Selected extract:
╔══

This github repository holds the details for our university capstone project Walmart Strategic Sales Forecasting at Drexel University.
In any supply chain, especially retail, forecasting is essential for all parties in the business. For the business owner, it gives them the ability to make informed business decisions and develop data-driven strategies. By using current and historical data, businesses can predict future trends and forecasts and using those insights to plan resources, make appropriate adjustments to business strategy, lower the overall business operations cost, and increase profits. From the consumer standpoint, it helps reduce the overall costs for the business and get the right products that they want to the shelf. For the business' supply partners, this allows them to be proactive instead of reactive; they can produce the right amount ahead of time and reduce excesses.

╚══

Stored data:
╔══

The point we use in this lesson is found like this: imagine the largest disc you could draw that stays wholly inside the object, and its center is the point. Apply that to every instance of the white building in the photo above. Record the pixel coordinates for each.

╚══

Jobs:
a: Answer each question about the capstone project text, one line per answer:
(i) At which university is the project being carried out?
(ii) For supply partners, forecasting lets them be what instead of what?
(iii) From the consumer standpoint, what does forecasting help get to the shelf?
b: The capstone project text names several things businesses do with insights from current and historical data. List all of them.

Per-task outputs:
a:
(i) Drexel University
(ii) Proactive instead of reactive
(iii) The right products that consumers want

b:
- Plan resources
- Make appropriate adjustments to business strategy
- Lower the overall business operations cost
- Increase profits